§ Goals
A) Retype the part of the gconf message that opens with the words containing "However, gconf contains" and closes with "stored in each.".
B) In the gconf message, shorten the paragraph that begins "Thus, I'd like the ability" into a brief list that keeps its main facts.

§ Provided text
START

Hi,
Le mercredi 12 décembre 2007 à 23:49 -0800, Josh Triplett a écrit :
I keep my home directory in version control, as a means of sharing it
across systems, keeping it backed up, and tracking changes to it. I'd
like to add some of my gconf configuration to version control as well.
However, gconf contains various types of preferences, some of which I
want to version and some of which I do not. For instance, I would
like to version /apps/metacity/general/num_workspaces,
/apps/evolution/mail/display/thread_list, and most of
/apps/gnome-terminal, but I do not want to version
/apps/evolution/last_version,
/apps/gnome-settings/gnome-panel/history-gnome-run, or
/apps/meld/window_size_{x,y}.
Thus, I'd like the ability to have multiple readwrite gconf stores,
with different (non-overlapping) sets of preferences stored in each.
I could then have all the prefs I want to version stored in one file,
machine-specific prefs stored in another file (bonus if I can use the
hostname in the filename, so all the machine-specific files can
coexist in parallel), all the prefs I never want to version in a file
to ignore, and all other prefs in a new file so I can check and
classify them.

END

§ Dataset extract

START

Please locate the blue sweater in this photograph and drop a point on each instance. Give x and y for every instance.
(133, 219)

END

§ Answers below
A)
However, gconf contains various types of preferences, some of which I
want to version and some of which I do not. For instance, I would
like to version /apps/metacity/general/num_workspaces,
/apps/evolution/mail/display/thread_list, and most of
/apps/gnome-terminal, but I do not want to version
/apps/evolution/last_version,
/apps/gnome-settings/gnome-panel/history-gnome-run, or
/apps/meld/window_size_{x,y}.
Thus, I'd like the ability to have multiple readwrite gconf stores,
with different (non-overlapping) sets of preferences stored in each.

B)
- Goal: several read-write gconf stores, each holding a separate, non-overlapping set of preferences.
- One file for all the prefs to keep under version control.
- Another file for machine-specific prefs. Ideally the hostname goes in the filename so these files can exist side by side.
- A file for prefs that should never be versioned, to be ignored.
- A new file for all other prefs, so they can be checked and sorted.